* What is required *
For the data below, give again exactly the lines from the one containing "the dark wooden" through the one containing "of the framed", both ends included, and no others.

[Source records]
------------------------------------

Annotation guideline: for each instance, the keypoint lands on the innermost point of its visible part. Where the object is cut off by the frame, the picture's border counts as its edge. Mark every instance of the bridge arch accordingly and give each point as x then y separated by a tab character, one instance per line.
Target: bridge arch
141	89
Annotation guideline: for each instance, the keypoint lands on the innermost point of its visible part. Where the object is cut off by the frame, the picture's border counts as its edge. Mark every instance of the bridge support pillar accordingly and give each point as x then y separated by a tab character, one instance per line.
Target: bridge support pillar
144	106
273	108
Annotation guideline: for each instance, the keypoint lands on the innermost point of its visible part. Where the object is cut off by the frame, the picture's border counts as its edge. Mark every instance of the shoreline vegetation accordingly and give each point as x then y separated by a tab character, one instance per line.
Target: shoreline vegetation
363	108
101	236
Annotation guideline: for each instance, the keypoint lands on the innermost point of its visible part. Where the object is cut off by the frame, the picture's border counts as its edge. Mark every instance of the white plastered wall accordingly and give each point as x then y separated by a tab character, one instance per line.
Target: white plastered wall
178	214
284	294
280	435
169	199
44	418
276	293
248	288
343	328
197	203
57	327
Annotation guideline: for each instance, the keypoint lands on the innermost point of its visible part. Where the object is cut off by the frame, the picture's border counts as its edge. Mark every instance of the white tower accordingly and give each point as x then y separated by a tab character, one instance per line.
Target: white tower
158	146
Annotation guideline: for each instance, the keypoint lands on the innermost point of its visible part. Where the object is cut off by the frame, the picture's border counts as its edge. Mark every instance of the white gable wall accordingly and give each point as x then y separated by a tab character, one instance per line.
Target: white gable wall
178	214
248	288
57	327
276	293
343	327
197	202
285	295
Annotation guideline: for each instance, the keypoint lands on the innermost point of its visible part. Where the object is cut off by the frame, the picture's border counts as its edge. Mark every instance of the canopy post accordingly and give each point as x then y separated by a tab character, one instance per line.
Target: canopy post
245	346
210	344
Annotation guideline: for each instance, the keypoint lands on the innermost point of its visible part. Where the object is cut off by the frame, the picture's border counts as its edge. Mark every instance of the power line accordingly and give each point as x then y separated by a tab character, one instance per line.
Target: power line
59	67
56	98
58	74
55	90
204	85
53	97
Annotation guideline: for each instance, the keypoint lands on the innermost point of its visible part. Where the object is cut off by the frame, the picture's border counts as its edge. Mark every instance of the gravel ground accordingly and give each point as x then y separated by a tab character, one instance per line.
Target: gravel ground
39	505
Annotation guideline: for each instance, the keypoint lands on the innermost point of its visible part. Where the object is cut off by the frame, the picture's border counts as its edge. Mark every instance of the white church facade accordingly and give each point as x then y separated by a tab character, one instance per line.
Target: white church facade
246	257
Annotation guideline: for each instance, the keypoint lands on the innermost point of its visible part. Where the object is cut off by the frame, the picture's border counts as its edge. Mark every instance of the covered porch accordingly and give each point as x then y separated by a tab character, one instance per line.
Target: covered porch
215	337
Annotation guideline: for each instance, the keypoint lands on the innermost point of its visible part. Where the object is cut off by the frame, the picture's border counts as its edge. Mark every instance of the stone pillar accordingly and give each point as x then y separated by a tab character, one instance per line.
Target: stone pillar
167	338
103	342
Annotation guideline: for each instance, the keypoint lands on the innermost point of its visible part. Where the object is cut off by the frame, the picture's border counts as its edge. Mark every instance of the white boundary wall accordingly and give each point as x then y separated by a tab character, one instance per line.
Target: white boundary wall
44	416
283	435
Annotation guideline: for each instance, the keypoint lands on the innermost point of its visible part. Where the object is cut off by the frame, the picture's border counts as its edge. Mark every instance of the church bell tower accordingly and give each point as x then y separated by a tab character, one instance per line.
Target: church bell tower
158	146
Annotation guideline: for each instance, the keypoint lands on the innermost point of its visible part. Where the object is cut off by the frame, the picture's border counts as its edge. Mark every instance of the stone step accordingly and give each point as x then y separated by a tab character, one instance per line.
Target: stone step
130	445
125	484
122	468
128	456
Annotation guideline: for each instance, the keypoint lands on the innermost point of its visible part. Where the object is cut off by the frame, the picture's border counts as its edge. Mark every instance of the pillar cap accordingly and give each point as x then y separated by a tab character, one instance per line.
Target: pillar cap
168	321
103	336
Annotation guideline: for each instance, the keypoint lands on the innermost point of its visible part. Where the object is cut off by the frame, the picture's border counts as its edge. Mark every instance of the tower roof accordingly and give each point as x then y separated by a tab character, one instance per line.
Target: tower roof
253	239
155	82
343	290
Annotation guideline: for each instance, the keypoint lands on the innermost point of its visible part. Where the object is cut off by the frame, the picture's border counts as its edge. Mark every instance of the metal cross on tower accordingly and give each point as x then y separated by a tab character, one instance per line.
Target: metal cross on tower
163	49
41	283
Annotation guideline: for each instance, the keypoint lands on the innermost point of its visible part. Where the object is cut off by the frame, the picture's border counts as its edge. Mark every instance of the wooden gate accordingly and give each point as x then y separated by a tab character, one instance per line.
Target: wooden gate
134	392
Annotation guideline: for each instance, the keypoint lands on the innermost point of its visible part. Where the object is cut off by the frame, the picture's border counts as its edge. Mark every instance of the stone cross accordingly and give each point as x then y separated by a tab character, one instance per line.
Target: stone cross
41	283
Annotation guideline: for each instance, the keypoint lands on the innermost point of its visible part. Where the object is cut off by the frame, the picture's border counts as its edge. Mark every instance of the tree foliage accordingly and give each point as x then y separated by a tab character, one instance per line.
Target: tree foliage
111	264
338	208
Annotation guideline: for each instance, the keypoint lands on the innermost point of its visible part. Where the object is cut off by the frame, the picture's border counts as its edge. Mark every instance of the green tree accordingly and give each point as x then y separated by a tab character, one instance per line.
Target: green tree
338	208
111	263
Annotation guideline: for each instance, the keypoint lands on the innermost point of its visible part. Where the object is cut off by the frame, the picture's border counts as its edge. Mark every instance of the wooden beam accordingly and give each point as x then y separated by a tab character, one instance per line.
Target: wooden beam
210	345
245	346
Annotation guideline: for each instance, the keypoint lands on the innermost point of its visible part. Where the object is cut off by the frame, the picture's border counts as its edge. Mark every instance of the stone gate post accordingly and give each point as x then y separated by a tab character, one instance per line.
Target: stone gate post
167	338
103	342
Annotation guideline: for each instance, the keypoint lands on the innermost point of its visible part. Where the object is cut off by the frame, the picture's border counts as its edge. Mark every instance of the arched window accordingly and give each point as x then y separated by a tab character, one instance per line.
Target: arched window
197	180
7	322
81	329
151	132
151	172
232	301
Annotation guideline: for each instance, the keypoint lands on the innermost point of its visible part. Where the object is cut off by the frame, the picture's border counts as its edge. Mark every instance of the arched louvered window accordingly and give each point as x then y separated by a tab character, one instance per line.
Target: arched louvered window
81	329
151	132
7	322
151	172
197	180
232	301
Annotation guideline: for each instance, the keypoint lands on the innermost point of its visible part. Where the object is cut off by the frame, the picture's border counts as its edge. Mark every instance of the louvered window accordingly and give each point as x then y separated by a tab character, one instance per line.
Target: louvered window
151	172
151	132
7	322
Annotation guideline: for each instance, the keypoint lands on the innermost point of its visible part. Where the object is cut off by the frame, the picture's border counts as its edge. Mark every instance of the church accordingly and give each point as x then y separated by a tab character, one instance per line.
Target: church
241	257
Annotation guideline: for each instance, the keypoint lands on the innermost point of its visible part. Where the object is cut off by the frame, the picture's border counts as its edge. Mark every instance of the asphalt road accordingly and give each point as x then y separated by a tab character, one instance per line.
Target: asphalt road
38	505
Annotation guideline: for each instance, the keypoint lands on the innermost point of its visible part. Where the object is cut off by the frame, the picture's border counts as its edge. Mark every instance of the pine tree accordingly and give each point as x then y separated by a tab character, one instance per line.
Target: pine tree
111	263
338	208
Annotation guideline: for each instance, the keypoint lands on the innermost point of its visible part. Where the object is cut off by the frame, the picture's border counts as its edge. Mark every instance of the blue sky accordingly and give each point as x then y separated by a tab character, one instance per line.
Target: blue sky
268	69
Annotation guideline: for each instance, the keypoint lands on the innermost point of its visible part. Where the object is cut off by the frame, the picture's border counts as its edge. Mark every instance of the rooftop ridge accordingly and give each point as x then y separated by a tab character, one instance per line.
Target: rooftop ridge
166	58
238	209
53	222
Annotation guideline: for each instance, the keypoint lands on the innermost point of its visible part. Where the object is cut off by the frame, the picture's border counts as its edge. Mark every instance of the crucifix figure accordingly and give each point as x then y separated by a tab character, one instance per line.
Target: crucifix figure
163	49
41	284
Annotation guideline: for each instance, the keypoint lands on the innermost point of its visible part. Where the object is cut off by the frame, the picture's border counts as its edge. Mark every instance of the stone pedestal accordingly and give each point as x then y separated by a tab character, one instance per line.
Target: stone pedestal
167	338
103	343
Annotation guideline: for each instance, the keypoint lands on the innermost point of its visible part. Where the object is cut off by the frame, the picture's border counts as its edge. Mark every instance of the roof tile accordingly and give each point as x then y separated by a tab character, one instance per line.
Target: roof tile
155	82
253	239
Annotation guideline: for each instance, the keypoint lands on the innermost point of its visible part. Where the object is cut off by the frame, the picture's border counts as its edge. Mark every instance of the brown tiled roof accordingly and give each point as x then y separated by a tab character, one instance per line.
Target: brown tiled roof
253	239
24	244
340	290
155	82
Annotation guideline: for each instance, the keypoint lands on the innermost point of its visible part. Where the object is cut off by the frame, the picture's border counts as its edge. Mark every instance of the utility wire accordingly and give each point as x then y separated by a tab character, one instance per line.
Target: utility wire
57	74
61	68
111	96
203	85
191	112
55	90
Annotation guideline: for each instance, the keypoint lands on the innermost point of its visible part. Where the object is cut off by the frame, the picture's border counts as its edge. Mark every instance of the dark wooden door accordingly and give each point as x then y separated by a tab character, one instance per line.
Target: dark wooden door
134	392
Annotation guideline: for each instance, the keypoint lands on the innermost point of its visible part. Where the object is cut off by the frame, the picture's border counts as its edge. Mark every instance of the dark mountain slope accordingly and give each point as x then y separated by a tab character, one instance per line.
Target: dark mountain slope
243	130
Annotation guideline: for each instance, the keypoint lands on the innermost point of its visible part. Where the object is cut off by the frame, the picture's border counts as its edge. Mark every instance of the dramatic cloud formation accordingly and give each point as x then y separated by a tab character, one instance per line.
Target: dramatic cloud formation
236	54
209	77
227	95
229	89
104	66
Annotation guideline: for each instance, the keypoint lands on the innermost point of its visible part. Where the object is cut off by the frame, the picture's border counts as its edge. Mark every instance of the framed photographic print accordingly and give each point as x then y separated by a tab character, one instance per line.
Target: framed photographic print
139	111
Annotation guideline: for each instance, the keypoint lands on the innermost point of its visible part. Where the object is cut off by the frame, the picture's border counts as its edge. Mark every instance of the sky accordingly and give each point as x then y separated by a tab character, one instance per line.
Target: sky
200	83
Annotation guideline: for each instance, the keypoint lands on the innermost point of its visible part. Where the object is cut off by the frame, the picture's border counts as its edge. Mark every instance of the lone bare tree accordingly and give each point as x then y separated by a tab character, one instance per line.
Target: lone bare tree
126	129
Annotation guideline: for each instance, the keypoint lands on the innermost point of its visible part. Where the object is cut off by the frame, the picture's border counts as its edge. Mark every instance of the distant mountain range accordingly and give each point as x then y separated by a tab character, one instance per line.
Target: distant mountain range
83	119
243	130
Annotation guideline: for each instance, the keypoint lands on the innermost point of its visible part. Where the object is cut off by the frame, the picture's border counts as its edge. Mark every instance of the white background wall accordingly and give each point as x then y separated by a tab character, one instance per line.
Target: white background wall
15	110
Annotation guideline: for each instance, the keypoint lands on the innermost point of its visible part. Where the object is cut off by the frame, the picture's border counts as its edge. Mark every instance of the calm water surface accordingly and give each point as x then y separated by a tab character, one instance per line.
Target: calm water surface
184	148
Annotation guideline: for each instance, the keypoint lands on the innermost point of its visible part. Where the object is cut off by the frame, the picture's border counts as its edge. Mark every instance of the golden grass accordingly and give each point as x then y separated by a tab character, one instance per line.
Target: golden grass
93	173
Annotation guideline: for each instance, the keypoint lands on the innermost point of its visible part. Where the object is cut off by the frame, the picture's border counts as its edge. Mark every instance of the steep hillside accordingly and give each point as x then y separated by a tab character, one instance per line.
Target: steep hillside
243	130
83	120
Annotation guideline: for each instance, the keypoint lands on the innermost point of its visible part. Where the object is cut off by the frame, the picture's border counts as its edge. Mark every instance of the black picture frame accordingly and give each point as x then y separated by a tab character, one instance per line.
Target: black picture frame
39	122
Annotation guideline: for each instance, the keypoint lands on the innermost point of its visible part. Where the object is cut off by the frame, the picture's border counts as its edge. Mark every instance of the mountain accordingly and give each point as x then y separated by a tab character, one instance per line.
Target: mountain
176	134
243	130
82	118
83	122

------------------------------------

* Response to this task *
Annotation guideline: for each instance, the keypoint lands on the innermost point of its visible part. Where the object is cut off by the frame, the picture's border counts as its edge. Mark every instance of the dark wooden door accordingly and give each point as x then y separated by a tab character, one instance per line.
Target: dark wooden door
134	392
Annotation guideline: for each instance, the keypoint lands on the innermost point of its visible part. Where the object is cut off by the frame, the picture's border counts as its edge. Mark every instance of the dark mountain slope accordingly and give each point as x then y separated by a tab character, one instance per line.
Target: dark mountain slope
243	130
Annotation guideline: for each instance, the keypoint lands on the innermost point of its visible part. Where the object is cut off by the frame, the picture's border counts as its edge. Mark every instance of the dramatic cloud formation accordingly and give each point as x then y separated by a tab character, one instance per line.
Target: dramatic cloud formation
236	54
209	77
227	95
229	89
104	66
Annotation guideline: for each instance, the keypoint lands on the innermost point of its visible part. Where the object is cut off by the frame, the picture's border counts as its edge. Mark every instance of the framed photographic print accordingly and give each point as x then y separated by a tab character, one instance per line.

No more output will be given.